━━━ Given data ━━━
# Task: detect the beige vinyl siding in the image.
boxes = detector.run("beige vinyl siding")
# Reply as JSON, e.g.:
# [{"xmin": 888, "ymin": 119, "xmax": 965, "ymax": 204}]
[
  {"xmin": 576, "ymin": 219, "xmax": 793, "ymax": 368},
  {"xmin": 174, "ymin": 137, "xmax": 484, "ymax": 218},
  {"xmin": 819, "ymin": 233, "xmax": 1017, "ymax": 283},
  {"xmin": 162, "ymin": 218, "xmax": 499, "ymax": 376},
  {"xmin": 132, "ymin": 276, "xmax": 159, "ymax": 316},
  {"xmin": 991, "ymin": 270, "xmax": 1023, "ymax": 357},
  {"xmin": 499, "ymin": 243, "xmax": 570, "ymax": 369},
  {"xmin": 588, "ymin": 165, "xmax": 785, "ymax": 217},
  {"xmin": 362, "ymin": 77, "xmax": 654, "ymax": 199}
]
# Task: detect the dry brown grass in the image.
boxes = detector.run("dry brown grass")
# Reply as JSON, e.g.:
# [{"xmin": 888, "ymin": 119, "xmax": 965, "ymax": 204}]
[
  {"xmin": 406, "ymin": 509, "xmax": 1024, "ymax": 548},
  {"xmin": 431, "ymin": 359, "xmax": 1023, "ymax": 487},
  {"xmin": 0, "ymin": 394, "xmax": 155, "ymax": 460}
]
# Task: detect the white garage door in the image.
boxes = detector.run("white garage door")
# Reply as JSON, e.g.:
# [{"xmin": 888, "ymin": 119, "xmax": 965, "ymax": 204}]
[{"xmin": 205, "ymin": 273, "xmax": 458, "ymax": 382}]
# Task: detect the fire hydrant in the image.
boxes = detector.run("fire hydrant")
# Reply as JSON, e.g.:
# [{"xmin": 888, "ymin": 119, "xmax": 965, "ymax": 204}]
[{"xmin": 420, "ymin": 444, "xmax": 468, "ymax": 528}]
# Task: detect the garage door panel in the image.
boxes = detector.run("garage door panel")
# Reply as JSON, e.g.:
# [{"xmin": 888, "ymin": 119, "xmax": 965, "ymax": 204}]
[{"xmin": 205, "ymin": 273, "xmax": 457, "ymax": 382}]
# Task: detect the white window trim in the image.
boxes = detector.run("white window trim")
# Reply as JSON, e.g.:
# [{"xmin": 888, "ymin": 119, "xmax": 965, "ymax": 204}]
━━━
● Exercise:
Each line above must be returned exactly as written.

● Output below:
# Task: detect the beige vinyl siding in the image.
boxes = detector.run("beige vinyl siding")
# Reply as JSON, e.g.:
# [{"xmin": 888, "ymin": 119, "xmax": 965, "ymax": 204}]
[
  {"xmin": 576, "ymin": 219, "xmax": 793, "ymax": 368},
  {"xmin": 174, "ymin": 137, "xmax": 484, "ymax": 218},
  {"xmin": 819, "ymin": 233, "xmax": 1017, "ymax": 283},
  {"xmin": 162, "ymin": 218, "xmax": 499, "ymax": 376},
  {"xmin": 132, "ymin": 276, "xmax": 159, "ymax": 316},
  {"xmin": 991, "ymin": 270, "xmax": 1023, "ymax": 357},
  {"xmin": 499, "ymin": 243, "xmax": 570, "ymax": 369},
  {"xmin": 588, "ymin": 165, "xmax": 785, "ymax": 217},
  {"xmin": 362, "ymin": 77, "xmax": 654, "ymax": 199}
]
# Task: detect the dry brown grass in the image.
boxes = detector.run("dry brown grass")
# Reply as JSON, e.g.:
# [{"xmin": 888, "ymin": 119, "xmax": 965, "ymax": 204}]
[
  {"xmin": 406, "ymin": 509, "xmax": 1024, "ymax": 548},
  {"xmin": 431, "ymin": 359, "xmax": 1023, "ymax": 487},
  {"xmin": 0, "ymin": 394, "xmax": 155, "ymax": 460}
]
# Task: detect the white garage door in the image.
boxes = detector.run("white garage door")
# Reply as JSON, e.g.:
# [{"xmin": 888, "ymin": 119, "xmax": 965, "ymax": 204}]
[{"xmin": 205, "ymin": 273, "xmax": 458, "ymax": 382}]
# Task: detect the fire hydrant in the image.
boxes = detector.run("fire hydrant")
# Reply as JSON, e.g.:
# [{"xmin": 888, "ymin": 119, "xmax": 965, "ymax": 204}]
[{"xmin": 420, "ymin": 444, "xmax": 468, "ymax": 528}]
# Task: detect the garage door panel in the image.
boxes = detector.run("garage door panel")
# Reply as JSON, e.g.:
# [{"xmin": 888, "ymin": 119, "xmax": 965, "ymax": 204}]
[{"xmin": 205, "ymin": 273, "xmax": 457, "ymax": 382}]
# Task: detect the white window trim in the image.
boxes = detector.run("white window trim")
# Reply as JSON, e.g.:
# [{"xmin": 888, "ymin": 119, "xmax": 965, "ymax": 204}]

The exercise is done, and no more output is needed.